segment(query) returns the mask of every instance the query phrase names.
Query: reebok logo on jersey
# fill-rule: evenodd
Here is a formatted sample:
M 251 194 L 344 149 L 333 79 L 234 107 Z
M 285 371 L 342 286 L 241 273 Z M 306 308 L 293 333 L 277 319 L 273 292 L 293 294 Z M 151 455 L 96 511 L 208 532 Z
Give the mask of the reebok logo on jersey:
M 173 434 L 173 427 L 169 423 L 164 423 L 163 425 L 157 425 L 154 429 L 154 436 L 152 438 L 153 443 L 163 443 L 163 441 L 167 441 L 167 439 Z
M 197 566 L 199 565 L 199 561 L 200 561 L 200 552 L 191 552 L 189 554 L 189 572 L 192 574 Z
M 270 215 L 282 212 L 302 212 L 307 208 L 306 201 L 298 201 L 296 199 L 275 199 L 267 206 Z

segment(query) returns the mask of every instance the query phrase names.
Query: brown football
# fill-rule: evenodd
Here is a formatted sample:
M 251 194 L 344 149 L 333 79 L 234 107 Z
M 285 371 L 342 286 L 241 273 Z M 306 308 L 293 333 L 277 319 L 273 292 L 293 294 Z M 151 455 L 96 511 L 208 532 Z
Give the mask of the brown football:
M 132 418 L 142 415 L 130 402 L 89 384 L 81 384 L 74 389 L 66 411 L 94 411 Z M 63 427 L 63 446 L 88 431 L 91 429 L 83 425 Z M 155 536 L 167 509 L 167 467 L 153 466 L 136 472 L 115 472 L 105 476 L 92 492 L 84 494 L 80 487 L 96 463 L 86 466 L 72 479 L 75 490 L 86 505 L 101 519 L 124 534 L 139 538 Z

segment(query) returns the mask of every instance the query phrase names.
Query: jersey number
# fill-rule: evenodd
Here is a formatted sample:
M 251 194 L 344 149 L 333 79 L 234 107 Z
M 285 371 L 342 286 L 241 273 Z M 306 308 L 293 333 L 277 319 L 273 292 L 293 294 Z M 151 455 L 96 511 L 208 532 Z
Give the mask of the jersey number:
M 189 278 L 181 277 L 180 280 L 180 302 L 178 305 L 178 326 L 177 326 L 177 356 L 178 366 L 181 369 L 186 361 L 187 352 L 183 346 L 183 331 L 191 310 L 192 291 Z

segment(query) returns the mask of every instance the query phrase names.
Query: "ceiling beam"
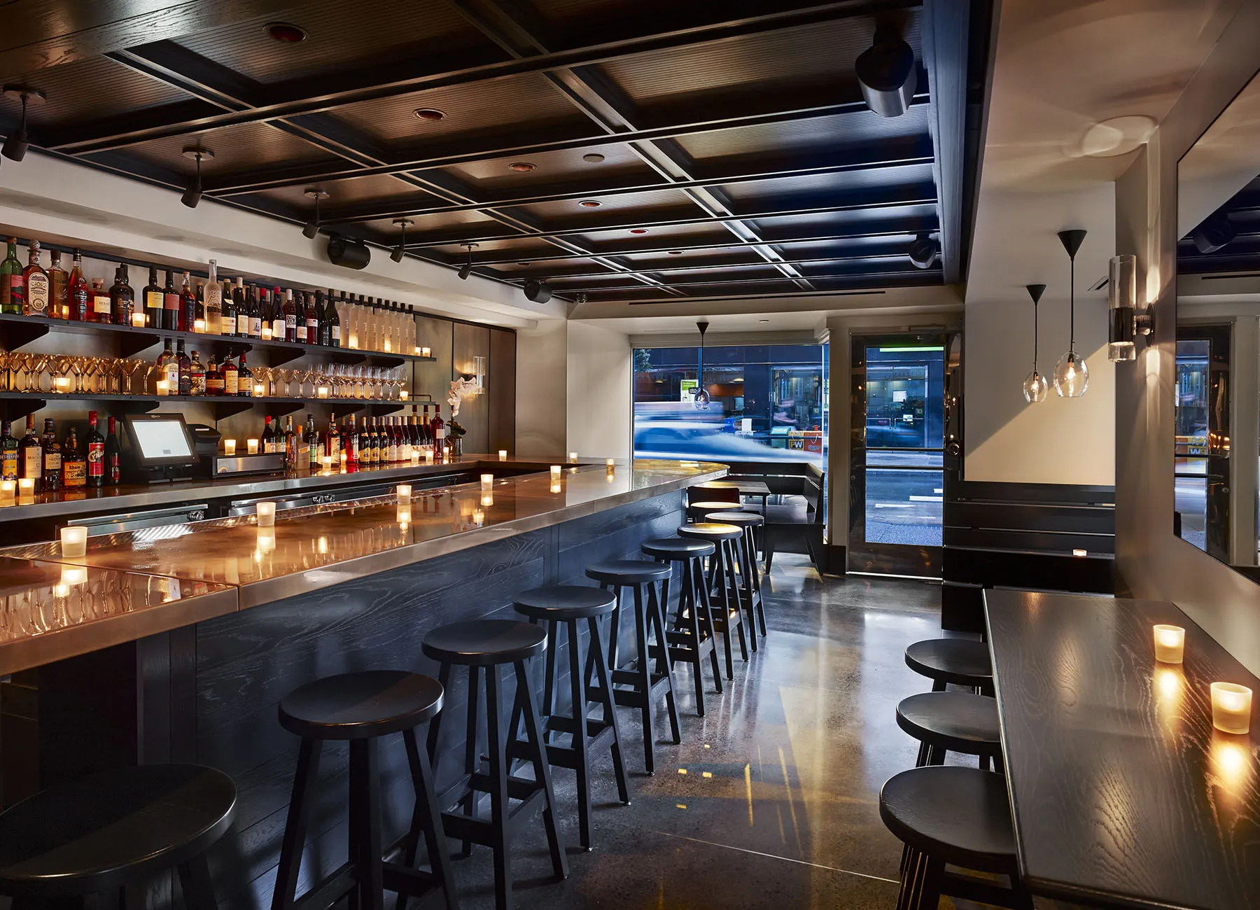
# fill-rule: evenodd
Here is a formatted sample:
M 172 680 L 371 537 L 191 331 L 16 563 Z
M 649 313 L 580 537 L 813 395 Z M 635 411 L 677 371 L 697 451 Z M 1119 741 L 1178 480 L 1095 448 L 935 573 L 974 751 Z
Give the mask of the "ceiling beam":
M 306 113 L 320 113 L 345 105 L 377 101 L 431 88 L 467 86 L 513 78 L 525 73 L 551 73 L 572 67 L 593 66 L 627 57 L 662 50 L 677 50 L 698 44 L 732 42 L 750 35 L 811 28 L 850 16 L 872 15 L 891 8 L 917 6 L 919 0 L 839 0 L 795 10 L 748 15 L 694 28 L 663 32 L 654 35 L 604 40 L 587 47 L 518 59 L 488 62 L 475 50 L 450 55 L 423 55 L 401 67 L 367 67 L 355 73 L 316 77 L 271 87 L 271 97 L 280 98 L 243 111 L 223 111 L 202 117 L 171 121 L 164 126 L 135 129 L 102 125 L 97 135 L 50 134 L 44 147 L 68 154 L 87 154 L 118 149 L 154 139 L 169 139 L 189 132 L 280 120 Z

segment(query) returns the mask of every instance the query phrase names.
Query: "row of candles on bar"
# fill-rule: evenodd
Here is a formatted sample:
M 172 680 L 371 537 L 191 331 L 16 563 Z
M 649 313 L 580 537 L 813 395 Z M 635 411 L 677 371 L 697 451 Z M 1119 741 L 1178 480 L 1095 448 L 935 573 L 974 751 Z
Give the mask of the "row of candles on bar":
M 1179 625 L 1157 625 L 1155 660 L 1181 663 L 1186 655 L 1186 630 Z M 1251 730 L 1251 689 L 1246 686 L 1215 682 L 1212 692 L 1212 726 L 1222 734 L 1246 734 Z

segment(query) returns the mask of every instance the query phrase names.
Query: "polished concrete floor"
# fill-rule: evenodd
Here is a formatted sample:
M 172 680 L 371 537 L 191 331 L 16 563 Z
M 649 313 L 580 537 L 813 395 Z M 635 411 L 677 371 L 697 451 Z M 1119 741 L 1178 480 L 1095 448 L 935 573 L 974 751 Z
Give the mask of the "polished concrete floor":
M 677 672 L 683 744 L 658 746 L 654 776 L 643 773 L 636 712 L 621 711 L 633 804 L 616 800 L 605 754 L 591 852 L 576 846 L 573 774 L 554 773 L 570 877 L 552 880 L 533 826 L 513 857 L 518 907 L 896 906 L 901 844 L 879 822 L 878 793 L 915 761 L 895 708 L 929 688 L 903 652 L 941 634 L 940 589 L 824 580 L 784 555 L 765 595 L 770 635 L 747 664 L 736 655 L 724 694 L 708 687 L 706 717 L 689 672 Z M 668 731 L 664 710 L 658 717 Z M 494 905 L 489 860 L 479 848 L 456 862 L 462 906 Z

+ + + + + + +

Reproduce each of the entries above verbatim, from the first line through the last. Omit any picture from your output.

segment(query) returns the mask of every instance the query phrase names.
Query: reebok logo on jersey
# fill-rule: evenodd
Here is a formatted sample:
M 251 194 L 344 149 L 333 79 L 234 107 Z
M 285 371 L 342 286 L 241 273 Z M 306 308 L 293 333 L 277 319 L 273 292 L 293 294 Z M 151 455 L 96 511 L 208 532 Z
Give the mask of the reebok logo on jersey:
M 173 434 L 173 427 L 169 423 L 164 423 L 163 425 L 157 425 L 154 429 L 154 436 L 152 438 L 153 443 L 163 443 L 163 441 L 167 441 L 167 439 Z
M 197 566 L 199 565 L 199 561 L 200 561 L 200 552 L 191 552 L 189 554 L 189 572 L 192 574 Z
M 270 215 L 282 212 L 302 212 L 307 208 L 306 201 L 298 201 L 296 199 L 275 199 L 267 206 Z

segment(query) returns the mask of every instance the query phrase names.
Query: brown football
# fill-rule: evenodd
Here is a formatted sample:
M 251 194 L 344 149 L 333 79 L 234 107 Z
M 285 371 L 342 286 L 241 273 Z M 306 308 L 293 333 L 277 319 L 273 292 L 293 294 Z M 151 455 L 96 511 L 208 532 Z
Give the mask of the brown football:
M 132 418 L 142 415 L 130 402 L 89 384 L 81 384 L 74 389 L 66 411 L 94 411 Z M 63 427 L 63 446 L 88 431 L 91 429 L 83 425 Z M 155 536 L 167 509 L 167 467 L 153 466 L 136 472 L 115 472 L 105 476 L 92 492 L 84 494 L 80 487 L 96 463 L 86 466 L 72 479 L 75 490 L 86 505 L 101 519 L 124 534 L 139 538 Z

segment(query) returns the mask of every instance the query phrase names.
Query: jersey number
# fill-rule: evenodd
Here is a formatted sample:
M 251 194 L 344 149 L 333 79 L 234 107 Z
M 285 371 L 342 286 L 241 273 Z M 306 308 L 293 333 L 277 319 L 273 292 L 293 294 Z M 151 455 L 96 511 L 208 532 Z
Give the mask of the jersey number:
M 189 278 L 181 277 L 180 280 L 180 302 L 178 305 L 178 326 L 177 326 L 177 356 L 178 366 L 181 369 L 186 361 L 187 352 L 183 346 L 183 331 L 191 310 L 192 291 Z

segment(query) returns the mask of every instance the query phrase names.
Query: "ceiling beam"
# fill-rule: evenodd
Here is a formatted sample:
M 172 680 L 371 537 L 191 331 L 16 563 Z
M 649 313 L 580 537 L 813 395 Z M 635 411 L 677 371 L 697 451 Z M 1119 741 L 1178 480 L 1095 448 L 935 573 L 974 751 Z
Give the mask of the "ceiling beam":
M 306 113 L 320 113 L 345 105 L 377 101 L 431 88 L 467 86 L 513 78 L 525 73 L 551 73 L 572 67 L 593 66 L 627 57 L 662 50 L 677 50 L 698 44 L 732 42 L 750 35 L 811 28 L 850 16 L 872 15 L 891 8 L 917 6 L 919 0 L 839 0 L 795 10 L 748 15 L 694 28 L 663 32 L 654 35 L 604 40 L 587 47 L 518 59 L 488 62 L 475 50 L 450 55 L 423 55 L 401 67 L 367 67 L 355 73 L 316 77 L 271 87 L 271 97 L 280 98 L 243 111 L 223 111 L 202 117 L 171 121 L 164 126 L 135 129 L 102 125 L 97 135 L 50 134 L 44 147 L 68 154 L 87 154 L 118 149 L 154 139 L 169 139 L 189 132 L 280 120 Z

segment(query) returns the mask of every instance the query phrase names.
Query: "row of candles on bar"
# fill-rule: evenodd
Here is a formatted sample:
M 172 680 L 371 537 L 191 331 L 16 563 Z
M 649 313 L 580 537 L 813 395 Z M 635 411 L 677 371 L 697 451 Z M 1119 741 L 1178 480 L 1095 448 L 935 573 L 974 751 Z
Give the mask of the "row of candles on bar":
M 1179 625 L 1157 625 L 1155 660 L 1181 663 L 1186 655 L 1186 630 Z M 1251 730 L 1251 689 L 1246 686 L 1215 682 L 1212 692 L 1212 726 L 1222 734 L 1246 734 Z

segment(query) returns the mask of every instance the query phrase names.
Query: "polished concrete floor"
# fill-rule: evenodd
Here is a formatted sample:
M 172 680 L 371 537 L 191 331 L 16 563 Z
M 649 313 L 580 537 L 813 395 Z M 635 411 L 677 371 L 697 451 Z M 1119 741 L 1178 480 L 1095 448 L 935 573 L 974 751 Z
Give the mask of the "polished concrete floor":
M 677 672 L 683 744 L 658 746 L 654 776 L 643 773 L 636 712 L 621 711 L 633 804 L 616 800 L 605 754 L 591 852 L 576 846 L 573 774 L 554 773 L 570 877 L 552 880 L 533 826 L 513 857 L 518 907 L 896 906 L 901 844 L 879 822 L 878 793 L 915 761 L 895 708 L 929 688 L 903 652 L 941 634 L 940 589 L 824 580 L 784 555 L 765 595 L 770 635 L 747 664 L 736 655 L 724 694 L 708 687 L 706 717 L 689 672 Z M 668 731 L 664 710 L 658 717 Z M 494 905 L 489 860 L 479 848 L 456 862 L 462 906 Z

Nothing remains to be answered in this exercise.